● **EXERCISE DIRECTIONS**
Nothing in the records may be left out or altered; reproduce them all exactly.

● **RECORDS SUPPLIED**
────

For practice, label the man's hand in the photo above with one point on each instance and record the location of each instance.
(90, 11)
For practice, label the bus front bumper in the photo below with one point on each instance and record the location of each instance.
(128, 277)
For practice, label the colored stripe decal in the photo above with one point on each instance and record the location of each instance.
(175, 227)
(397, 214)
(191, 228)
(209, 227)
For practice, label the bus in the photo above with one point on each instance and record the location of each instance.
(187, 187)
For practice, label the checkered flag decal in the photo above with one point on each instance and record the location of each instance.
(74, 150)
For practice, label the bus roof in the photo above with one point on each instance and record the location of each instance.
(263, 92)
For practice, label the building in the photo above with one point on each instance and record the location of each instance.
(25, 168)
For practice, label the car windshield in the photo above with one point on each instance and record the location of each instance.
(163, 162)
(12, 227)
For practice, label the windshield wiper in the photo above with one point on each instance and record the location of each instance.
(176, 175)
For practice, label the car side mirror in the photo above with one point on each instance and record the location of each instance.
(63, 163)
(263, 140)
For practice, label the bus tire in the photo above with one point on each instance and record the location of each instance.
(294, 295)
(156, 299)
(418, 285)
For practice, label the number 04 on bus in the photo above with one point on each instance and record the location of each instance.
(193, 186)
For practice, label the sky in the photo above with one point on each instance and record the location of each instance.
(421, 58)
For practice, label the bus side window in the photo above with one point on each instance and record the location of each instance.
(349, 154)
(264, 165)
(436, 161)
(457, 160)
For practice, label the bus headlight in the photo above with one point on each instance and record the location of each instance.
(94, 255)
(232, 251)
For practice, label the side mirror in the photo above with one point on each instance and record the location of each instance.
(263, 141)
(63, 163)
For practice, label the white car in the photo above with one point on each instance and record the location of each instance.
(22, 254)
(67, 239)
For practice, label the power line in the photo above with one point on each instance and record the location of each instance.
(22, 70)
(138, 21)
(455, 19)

────

● **EXPECTED OUTPUT**
For practice, label the man's hand in the photo above with one point on each instance and record the location of each instance.
(90, 11)
For practice, label the bus front bumper in the photo below with one point on each instance and record the location of each instance.
(128, 277)
For practice, label the colored stripe decal in the photo above with one point on each instance and record the location of each instance.
(175, 227)
(397, 214)
(191, 228)
(209, 227)
For practice, label the bus in the photo above with one point on each instance and record the location of each instance.
(187, 187)
For practice, label the checkered flag decal in the photo above with one point on each instance and record the location of each instance.
(74, 150)
For practice, label the bus roof in the photo above with one point on each instance and record the location of each instance.
(263, 92)
For practice, label the building in the photo above with one point on each instance and record the location of each instance.
(25, 168)
For practice, label the car windshield in the photo above with one point on each instance and record the location of each instance.
(163, 162)
(12, 227)
For practice, label the windshield wiper in the photo above with one point on each instance and record the location of each instance.
(176, 175)
For practice, label the car side mirror in the photo above with one point on each instance and record the location of each instance.
(63, 163)
(263, 140)
For practice, label the bus tire in the photo above with one point on each instance and record the location of each instance.
(294, 295)
(156, 299)
(418, 285)
For practice, label the number 04 on bus in the photo above with one point on each instance and record the location of each instance.
(193, 186)
For practice, label the sky in the photo above with one point on each instance and record the location of each instance.
(421, 58)
For practice, label the bus side window in the photo above with one point on each instance and record the location of each instance.
(349, 154)
(264, 165)
(436, 161)
(457, 160)
For practice, label the bus headlight in the photo above with one point on each instance and record the location of each instance.
(94, 255)
(232, 251)
For practice, label the side mirror in the photo above with one point on each instance and record the location of each instance.
(263, 141)
(63, 163)
For practice, label the white car in the photo above with one point on each instance and record the location of each instance.
(22, 254)
(67, 239)
For practice, label the power line in the photo above with one point on each instance and record the location of each instance.
(22, 70)
(138, 21)
(455, 19)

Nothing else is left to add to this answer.